* Provided material *
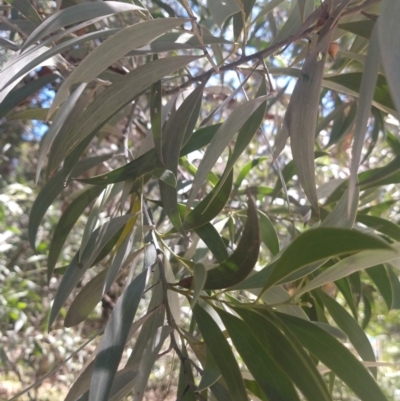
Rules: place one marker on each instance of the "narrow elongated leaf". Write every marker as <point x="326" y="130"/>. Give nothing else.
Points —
<point x="55" y="127"/>
<point x="352" y="264"/>
<point x="179" y="126"/>
<point x="75" y="271"/>
<point x="199" y="279"/>
<point x="268" y="233"/>
<point x="213" y="240"/>
<point x="112" y="50"/>
<point x="354" y="332"/>
<point x="395" y="286"/>
<point x="150" y="356"/>
<point x="148" y="162"/>
<point x="78" y="13"/>
<point x="246" y="134"/>
<point x="302" y="113"/>
<point x="211" y="372"/>
<point x="239" y="265"/>
<point x="155" y="116"/>
<point x="51" y="190"/>
<point x="384" y="226"/>
<point x="65" y="224"/>
<point x="221" y="10"/>
<point x="350" y="84"/>
<point x="211" y="206"/>
<point x="367" y="89"/>
<point x="221" y="139"/>
<point x="336" y="357"/>
<point x="267" y="373"/>
<point x="319" y="244"/>
<point x="380" y="276"/>
<point x="222" y="354"/>
<point x="114" y="339"/>
<point x="27" y="65"/>
<point x="87" y="299"/>
<point x="289" y="356"/>
<point x="26" y="8"/>
<point x="389" y="39"/>
<point x="110" y="101"/>
<point x="17" y="96"/>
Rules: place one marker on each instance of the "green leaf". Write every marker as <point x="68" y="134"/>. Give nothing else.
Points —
<point x="209" y="235"/>
<point x="384" y="226"/>
<point x="347" y="323"/>
<point x="367" y="89"/>
<point x="51" y="190"/>
<point x="66" y="222"/>
<point x="28" y="63"/>
<point x="336" y="357"/>
<point x="211" y="206"/>
<point x="321" y="243"/>
<point x="350" y="84"/>
<point x="268" y="233"/>
<point x="211" y="372"/>
<point x="17" y="96"/>
<point x="115" y="336"/>
<point x="224" y="135"/>
<point x="267" y="373"/>
<point x="155" y="116"/>
<point x="26" y="8"/>
<point x="389" y="39"/>
<point x="112" y="50"/>
<point x="350" y="265"/>
<point x="221" y="10"/>
<point x="395" y="286"/>
<point x="380" y="277"/>
<point x="148" y="162"/>
<point x="239" y="265"/>
<point x="109" y="102"/>
<point x="184" y="392"/>
<point x="301" y="116"/>
<point x="362" y="28"/>
<point x="74" y="14"/>
<point x="86" y="300"/>
<point x="75" y="271"/>
<point x="166" y="176"/>
<point x="199" y="279"/>
<point x="290" y="357"/>
<point x="179" y="127"/>
<point x="56" y="125"/>
<point x="222" y="354"/>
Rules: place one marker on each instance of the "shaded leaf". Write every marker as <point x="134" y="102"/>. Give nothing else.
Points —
<point x="113" y="342"/>
<point x="110" y="101"/>
<point x="221" y="139"/>
<point x="321" y="243"/>
<point x="290" y="357"/>
<point x="354" y="332"/>
<point x="66" y="222"/>
<point x="221" y="10"/>
<point x="267" y="373"/>
<point x="113" y="49"/>
<point x="75" y="271"/>
<point x="74" y="14"/>
<point x="352" y="264"/>
<point x="222" y="353"/>
<point x="389" y="39"/>
<point x="335" y="356"/>
<point x="51" y="190"/>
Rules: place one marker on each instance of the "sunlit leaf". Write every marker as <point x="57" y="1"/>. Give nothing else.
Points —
<point x="222" y="353"/>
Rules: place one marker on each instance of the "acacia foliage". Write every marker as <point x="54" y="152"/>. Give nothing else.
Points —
<point x="257" y="275"/>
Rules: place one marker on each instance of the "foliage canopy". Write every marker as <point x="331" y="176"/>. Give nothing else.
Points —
<point x="168" y="129"/>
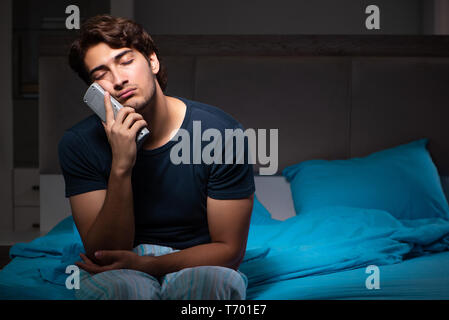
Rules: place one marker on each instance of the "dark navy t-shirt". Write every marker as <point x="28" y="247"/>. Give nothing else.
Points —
<point x="169" y="199"/>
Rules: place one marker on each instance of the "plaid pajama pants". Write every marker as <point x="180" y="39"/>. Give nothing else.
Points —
<point x="197" y="283"/>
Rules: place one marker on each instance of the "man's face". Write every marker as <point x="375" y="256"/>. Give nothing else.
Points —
<point x="124" y="72"/>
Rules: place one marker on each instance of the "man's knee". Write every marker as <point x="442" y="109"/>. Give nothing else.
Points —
<point x="119" y="285"/>
<point x="205" y="283"/>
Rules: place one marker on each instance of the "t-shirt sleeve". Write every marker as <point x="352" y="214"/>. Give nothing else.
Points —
<point x="231" y="181"/>
<point x="80" y="172"/>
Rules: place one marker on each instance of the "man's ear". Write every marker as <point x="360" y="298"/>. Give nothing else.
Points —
<point x="154" y="62"/>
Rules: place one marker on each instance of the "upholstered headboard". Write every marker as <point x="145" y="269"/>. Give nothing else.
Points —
<point x="329" y="96"/>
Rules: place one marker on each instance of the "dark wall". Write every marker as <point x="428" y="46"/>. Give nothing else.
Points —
<point x="277" y="17"/>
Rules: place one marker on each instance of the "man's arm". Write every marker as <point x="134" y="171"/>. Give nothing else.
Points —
<point x="228" y="227"/>
<point x="105" y="221"/>
<point x="105" y="218"/>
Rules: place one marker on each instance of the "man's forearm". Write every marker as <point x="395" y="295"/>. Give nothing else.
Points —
<point x="210" y="254"/>
<point x="113" y="229"/>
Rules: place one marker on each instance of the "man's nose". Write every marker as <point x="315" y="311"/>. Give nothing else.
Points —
<point x="119" y="80"/>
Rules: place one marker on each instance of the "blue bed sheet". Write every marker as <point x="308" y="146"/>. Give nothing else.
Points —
<point x="282" y="256"/>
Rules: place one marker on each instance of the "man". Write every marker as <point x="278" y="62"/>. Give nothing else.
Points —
<point x="149" y="226"/>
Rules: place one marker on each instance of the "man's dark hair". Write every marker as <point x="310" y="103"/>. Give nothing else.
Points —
<point x="117" y="33"/>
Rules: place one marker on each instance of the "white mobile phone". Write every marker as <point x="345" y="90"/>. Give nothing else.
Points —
<point x="94" y="98"/>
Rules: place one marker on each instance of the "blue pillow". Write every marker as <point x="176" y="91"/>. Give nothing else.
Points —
<point x="402" y="180"/>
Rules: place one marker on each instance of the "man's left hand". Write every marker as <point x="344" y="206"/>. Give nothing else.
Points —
<point x="109" y="260"/>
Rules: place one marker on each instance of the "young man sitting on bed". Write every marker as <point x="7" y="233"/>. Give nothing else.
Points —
<point x="149" y="226"/>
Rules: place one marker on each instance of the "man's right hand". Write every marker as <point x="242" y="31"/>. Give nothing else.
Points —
<point x="121" y="133"/>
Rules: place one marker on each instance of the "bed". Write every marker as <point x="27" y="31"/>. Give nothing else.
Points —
<point x="342" y="99"/>
<point x="296" y="251"/>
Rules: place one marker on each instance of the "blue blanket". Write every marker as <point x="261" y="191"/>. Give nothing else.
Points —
<point x="316" y="242"/>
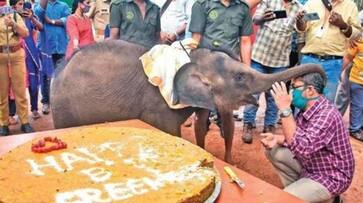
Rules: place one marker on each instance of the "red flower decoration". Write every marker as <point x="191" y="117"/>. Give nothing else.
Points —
<point x="40" y="147"/>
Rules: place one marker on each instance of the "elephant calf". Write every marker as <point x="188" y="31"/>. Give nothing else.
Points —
<point x="106" y="82"/>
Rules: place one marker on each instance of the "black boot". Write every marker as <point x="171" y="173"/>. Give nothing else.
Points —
<point x="4" y="130"/>
<point x="247" y="133"/>
<point x="26" y="128"/>
<point x="269" y="129"/>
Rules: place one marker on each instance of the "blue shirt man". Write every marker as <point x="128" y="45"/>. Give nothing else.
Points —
<point x="52" y="41"/>
<point x="55" y="16"/>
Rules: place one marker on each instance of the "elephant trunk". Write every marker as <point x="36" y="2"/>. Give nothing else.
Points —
<point x="265" y="81"/>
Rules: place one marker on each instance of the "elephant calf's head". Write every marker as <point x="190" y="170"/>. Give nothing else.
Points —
<point x="217" y="80"/>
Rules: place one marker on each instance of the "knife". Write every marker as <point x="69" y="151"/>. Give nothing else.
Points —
<point x="234" y="177"/>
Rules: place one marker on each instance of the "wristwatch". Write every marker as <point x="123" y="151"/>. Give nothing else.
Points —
<point x="285" y="113"/>
<point x="346" y="29"/>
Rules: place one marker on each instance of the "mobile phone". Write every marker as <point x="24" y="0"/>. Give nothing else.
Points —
<point x="311" y="16"/>
<point x="280" y="14"/>
<point x="27" y="5"/>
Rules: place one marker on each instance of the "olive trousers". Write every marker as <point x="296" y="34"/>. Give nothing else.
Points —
<point x="15" y="77"/>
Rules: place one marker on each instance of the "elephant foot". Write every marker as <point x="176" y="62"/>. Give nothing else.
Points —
<point x="228" y="158"/>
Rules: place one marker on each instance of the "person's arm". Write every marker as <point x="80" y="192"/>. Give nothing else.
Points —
<point x="337" y="20"/>
<point x="245" y="33"/>
<point x="245" y="49"/>
<point x="197" y="22"/>
<point x="40" y="11"/>
<point x="61" y="21"/>
<point x="36" y="23"/>
<point x="115" y="21"/>
<point x="302" y="142"/>
<point x="197" y="37"/>
<point x="253" y="3"/>
<point x="17" y="27"/>
<point x="43" y="4"/>
<point x="283" y="101"/>
<point x="263" y="14"/>
<point x="300" y="22"/>
<point x="73" y="32"/>
<point x="347" y="60"/>
<point x="91" y="12"/>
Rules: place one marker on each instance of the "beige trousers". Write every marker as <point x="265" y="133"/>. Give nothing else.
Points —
<point x="17" y="80"/>
<point x="289" y="170"/>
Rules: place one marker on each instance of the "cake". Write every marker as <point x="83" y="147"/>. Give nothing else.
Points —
<point x="108" y="164"/>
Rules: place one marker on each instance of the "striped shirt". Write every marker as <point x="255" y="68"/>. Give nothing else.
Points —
<point x="321" y="145"/>
<point x="273" y="41"/>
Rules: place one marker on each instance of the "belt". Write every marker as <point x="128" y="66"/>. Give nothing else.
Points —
<point x="11" y="49"/>
<point x="326" y="57"/>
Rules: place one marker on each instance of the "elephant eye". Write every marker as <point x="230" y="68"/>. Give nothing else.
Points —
<point x="239" y="77"/>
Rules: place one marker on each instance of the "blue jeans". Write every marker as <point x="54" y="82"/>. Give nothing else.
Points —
<point x="249" y="114"/>
<point x="332" y="70"/>
<point x="356" y="107"/>
<point x="343" y="91"/>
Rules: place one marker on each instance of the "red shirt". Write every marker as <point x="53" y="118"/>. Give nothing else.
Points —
<point x="81" y="29"/>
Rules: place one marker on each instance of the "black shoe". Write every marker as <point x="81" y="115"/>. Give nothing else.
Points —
<point x="26" y="128"/>
<point x="4" y="130"/>
<point x="337" y="199"/>
<point x="45" y="109"/>
<point x="269" y="129"/>
<point x="357" y="135"/>
<point x="247" y="133"/>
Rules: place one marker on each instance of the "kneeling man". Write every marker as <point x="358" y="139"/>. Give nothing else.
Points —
<point x="313" y="157"/>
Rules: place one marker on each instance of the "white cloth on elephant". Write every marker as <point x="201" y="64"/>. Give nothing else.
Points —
<point x="161" y="64"/>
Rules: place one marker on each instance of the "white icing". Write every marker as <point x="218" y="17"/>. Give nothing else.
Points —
<point x="142" y="160"/>
<point x="136" y="186"/>
<point x="147" y="154"/>
<point x="86" y="195"/>
<point x="133" y="187"/>
<point x="70" y="158"/>
<point x="128" y="161"/>
<point x="112" y="146"/>
<point x="118" y="191"/>
<point x="85" y="151"/>
<point x="97" y="174"/>
<point x="50" y="162"/>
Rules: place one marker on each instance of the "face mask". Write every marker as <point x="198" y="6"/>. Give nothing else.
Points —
<point x="298" y="100"/>
<point x="86" y="8"/>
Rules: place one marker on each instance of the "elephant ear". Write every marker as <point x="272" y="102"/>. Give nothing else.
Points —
<point x="192" y="88"/>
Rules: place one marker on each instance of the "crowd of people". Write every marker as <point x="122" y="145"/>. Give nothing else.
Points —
<point x="313" y="157"/>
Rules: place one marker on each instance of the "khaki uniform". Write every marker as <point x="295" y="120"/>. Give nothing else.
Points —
<point x="17" y="69"/>
<point x="221" y="26"/>
<point x="126" y="16"/>
<point x="100" y="15"/>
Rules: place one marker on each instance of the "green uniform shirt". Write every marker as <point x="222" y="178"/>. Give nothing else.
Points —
<point x="69" y="3"/>
<point x="126" y="16"/>
<point x="219" y="25"/>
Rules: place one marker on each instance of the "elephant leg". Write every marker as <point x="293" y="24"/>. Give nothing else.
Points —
<point x="228" y="130"/>
<point x="200" y="126"/>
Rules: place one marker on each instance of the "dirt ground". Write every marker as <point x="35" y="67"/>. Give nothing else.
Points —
<point x="248" y="157"/>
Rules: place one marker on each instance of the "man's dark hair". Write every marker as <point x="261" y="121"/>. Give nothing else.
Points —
<point x="315" y="80"/>
<point x="13" y="2"/>
<point x="75" y="5"/>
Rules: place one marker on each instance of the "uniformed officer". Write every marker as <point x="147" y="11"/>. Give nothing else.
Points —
<point x="223" y="24"/>
<point x="136" y="21"/>
<point x="100" y="15"/>
<point x="12" y="70"/>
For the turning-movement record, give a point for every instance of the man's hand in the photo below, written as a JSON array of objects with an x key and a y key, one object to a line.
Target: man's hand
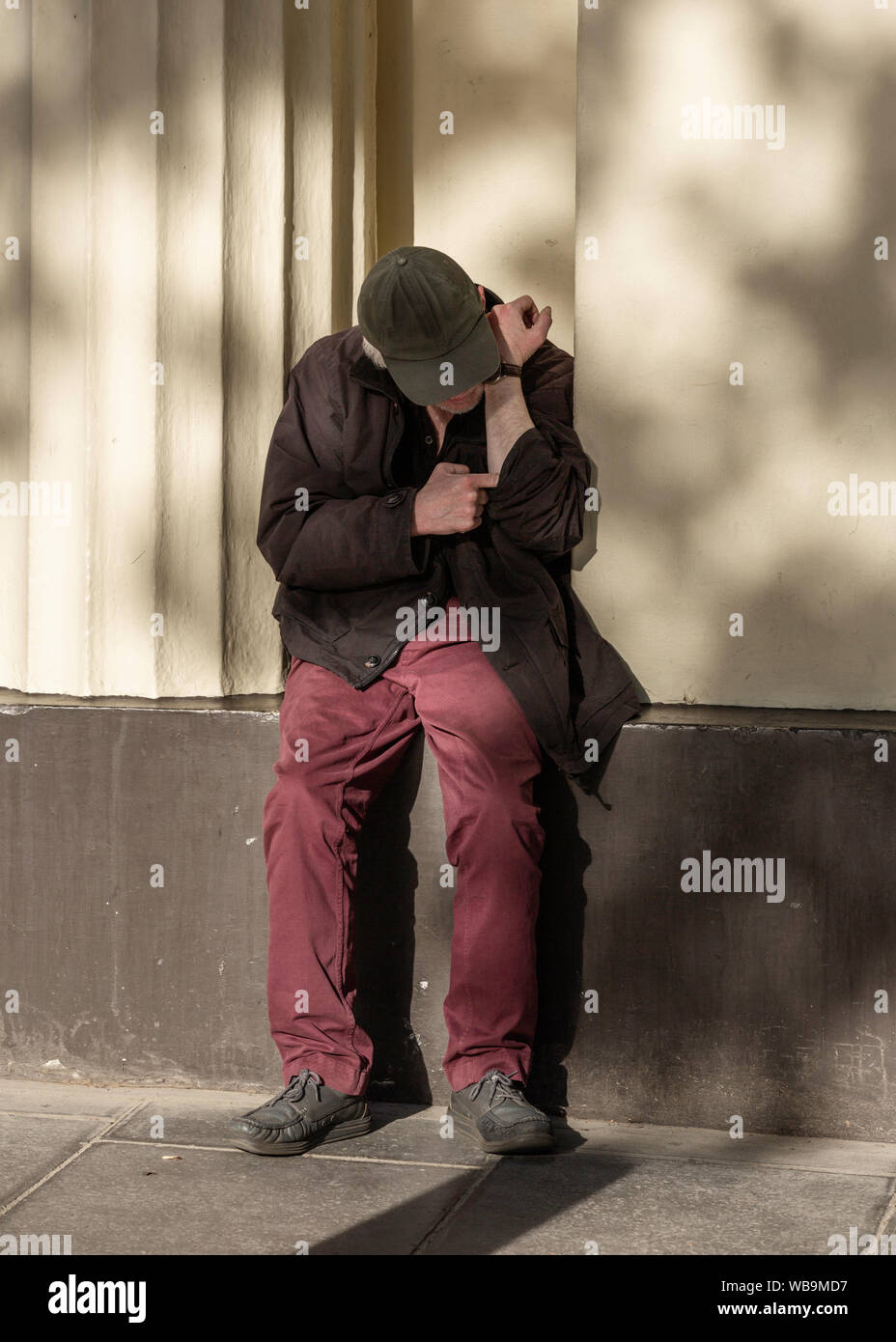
[
  {"x": 519, "y": 327},
  {"x": 452, "y": 499}
]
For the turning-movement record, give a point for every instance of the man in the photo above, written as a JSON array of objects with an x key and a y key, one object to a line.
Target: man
[{"x": 384, "y": 495}]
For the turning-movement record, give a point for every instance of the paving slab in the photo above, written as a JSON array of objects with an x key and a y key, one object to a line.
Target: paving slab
[
  {"x": 31, "y": 1148},
  {"x": 200, "y": 1118},
  {"x": 97, "y": 1173},
  {"x": 123, "y": 1197},
  {"x": 554, "y": 1205},
  {"x": 50, "y": 1097}
]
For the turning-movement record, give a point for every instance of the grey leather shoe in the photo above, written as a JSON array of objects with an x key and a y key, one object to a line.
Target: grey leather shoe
[
  {"x": 305, "y": 1114},
  {"x": 495, "y": 1114}
]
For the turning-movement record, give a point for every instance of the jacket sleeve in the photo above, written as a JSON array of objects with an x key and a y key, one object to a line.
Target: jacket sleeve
[
  {"x": 540, "y": 496},
  {"x": 329, "y": 540}
]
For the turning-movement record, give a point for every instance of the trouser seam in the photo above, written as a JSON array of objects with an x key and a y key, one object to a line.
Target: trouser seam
[{"x": 341, "y": 873}]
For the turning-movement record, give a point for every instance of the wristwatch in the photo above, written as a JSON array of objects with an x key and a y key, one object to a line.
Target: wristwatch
[{"x": 506, "y": 371}]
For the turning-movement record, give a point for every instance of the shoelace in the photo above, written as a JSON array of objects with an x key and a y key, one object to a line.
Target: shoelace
[
  {"x": 500, "y": 1083},
  {"x": 296, "y": 1087}
]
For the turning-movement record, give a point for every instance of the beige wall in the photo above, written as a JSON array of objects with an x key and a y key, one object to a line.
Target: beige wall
[
  {"x": 499, "y": 193},
  {"x": 176, "y": 250},
  {"x": 711, "y": 251}
]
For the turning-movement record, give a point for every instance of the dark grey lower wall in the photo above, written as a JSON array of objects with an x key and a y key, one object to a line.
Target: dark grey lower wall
[{"x": 710, "y": 1004}]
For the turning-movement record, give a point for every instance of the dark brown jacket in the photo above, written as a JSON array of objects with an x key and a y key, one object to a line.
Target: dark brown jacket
[{"x": 347, "y": 563}]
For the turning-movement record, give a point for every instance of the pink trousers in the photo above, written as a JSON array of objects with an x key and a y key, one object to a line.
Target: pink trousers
[{"x": 338, "y": 747}]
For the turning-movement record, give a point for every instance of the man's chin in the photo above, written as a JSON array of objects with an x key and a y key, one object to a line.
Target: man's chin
[{"x": 461, "y": 405}]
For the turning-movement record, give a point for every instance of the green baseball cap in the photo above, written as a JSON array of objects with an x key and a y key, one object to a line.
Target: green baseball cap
[{"x": 426, "y": 317}]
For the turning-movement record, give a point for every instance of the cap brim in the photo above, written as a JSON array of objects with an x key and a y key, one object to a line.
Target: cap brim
[{"x": 426, "y": 381}]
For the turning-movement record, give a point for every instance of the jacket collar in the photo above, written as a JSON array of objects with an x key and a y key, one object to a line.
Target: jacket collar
[{"x": 379, "y": 378}]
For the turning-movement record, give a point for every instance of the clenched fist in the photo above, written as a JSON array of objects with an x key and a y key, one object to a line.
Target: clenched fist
[{"x": 452, "y": 499}]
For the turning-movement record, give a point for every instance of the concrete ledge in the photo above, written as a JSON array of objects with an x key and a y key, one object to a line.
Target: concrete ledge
[{"x": 711, "y": 1004}]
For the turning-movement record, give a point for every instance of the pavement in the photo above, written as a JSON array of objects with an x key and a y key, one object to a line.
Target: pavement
[{"x": 149, "y": 1172}]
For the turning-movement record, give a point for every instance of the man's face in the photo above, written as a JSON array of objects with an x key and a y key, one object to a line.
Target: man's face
[
  {"x": 462, "y": 403},
  {"x": 471, "y": 398}
]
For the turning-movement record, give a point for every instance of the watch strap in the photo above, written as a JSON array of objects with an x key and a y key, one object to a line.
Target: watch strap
[{"x": 506, "y": 371}]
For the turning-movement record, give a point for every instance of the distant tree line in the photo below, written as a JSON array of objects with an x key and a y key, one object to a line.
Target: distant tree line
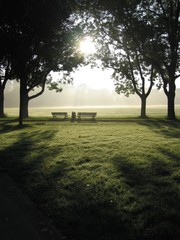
[{"x": 138, "y": 39}]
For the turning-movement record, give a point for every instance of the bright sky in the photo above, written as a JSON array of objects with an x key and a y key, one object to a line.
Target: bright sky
[{"x": 93, "y": 78}]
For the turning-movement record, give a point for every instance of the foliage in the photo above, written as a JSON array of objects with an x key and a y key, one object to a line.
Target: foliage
[
  {"x": 116, "y": 180},
  {"x": 39, "y": 39},
  {"x": 138, "y": 36}
]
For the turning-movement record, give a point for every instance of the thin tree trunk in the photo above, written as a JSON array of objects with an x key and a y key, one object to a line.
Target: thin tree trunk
[
  {"x": 24, "y": 100},
  {"x": 170, "y": 93},
  {"x": 2, "y": 102},
  {"x": 143, "y": 107}
]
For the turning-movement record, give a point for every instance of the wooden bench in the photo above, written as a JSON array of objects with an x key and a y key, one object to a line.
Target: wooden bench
[
  {"x": 60, "y": 114},
  {"x": 81, "y": 115}
]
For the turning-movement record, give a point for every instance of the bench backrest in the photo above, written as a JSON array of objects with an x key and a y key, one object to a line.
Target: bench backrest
[
  {"x": 89, "y": 114},
  {"x": 59, "y": 113}
]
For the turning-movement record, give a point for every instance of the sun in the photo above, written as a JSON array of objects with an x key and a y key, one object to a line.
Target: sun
[{"x": 87, "y": 46}]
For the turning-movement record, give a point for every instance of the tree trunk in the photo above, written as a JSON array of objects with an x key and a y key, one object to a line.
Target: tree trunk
[
  {"x": 171, "y": 102},
  {"x": 24, "y": 100},
  {"x": 2, "y": 102},
  {"x": 143, "y": 107}
]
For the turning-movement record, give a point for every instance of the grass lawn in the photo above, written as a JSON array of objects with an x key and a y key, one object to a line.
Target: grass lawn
[{"x": 102, "y": 180}]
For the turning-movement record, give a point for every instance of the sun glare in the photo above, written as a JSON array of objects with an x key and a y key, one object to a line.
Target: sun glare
[{"x": 87, "y": 46}]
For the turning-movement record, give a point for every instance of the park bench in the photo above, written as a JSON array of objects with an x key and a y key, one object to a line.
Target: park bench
[
  {"x": 91, "y": 115},
  {"x": 60, "y": 114}
]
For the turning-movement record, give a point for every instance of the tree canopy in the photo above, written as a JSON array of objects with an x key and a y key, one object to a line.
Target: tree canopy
[{"x": 38, "y": 38}]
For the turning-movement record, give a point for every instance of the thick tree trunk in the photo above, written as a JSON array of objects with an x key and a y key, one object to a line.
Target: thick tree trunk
[
  {"x": 1, "y": 102},
  {"x": 24, "y": 100},
  {"x": 171, "y": 102},
  {"x": 143, "y": 107}
]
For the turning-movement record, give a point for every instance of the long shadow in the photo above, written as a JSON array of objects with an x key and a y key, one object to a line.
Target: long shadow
[
  {"x": 164, "y": 127},
  {"x": 155, "y": 211},
  {"x": 147, "y": 208}
]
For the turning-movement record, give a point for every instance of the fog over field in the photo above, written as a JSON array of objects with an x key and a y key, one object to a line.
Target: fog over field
[
  {"x": 82, "y": 95},
  {"x": 91, "y": 87}
]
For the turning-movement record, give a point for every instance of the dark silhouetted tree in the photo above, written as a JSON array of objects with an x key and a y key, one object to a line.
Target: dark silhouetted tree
[{"x": 38, "y": 41}]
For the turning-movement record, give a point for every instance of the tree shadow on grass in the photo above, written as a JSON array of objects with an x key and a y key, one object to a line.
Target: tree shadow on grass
[
  {"x": 155, "y": 212},
  {"x": 164, "y": 127},
  {"x": 143, "y": 205}
]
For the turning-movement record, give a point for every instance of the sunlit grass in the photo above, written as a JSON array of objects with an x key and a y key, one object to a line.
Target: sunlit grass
[
  {"x": 102, "y": 112},
  {"x": 100, "y": 180}
]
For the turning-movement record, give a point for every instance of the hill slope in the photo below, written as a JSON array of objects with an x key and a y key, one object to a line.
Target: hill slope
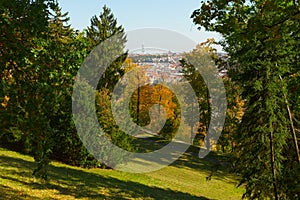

* Exercise aim *
Reproduce each line from the records that contains the word "mobile".

* Output of the task *
Rules: place one marker on each instance of the "white mobile phone". Write every marker as <point x="345" y="90"/>. Give nothing else.
Rules: place one marker on each instance of the "mobile phone". Write every marker as <point x="24" y="0"/>. Give nothing else.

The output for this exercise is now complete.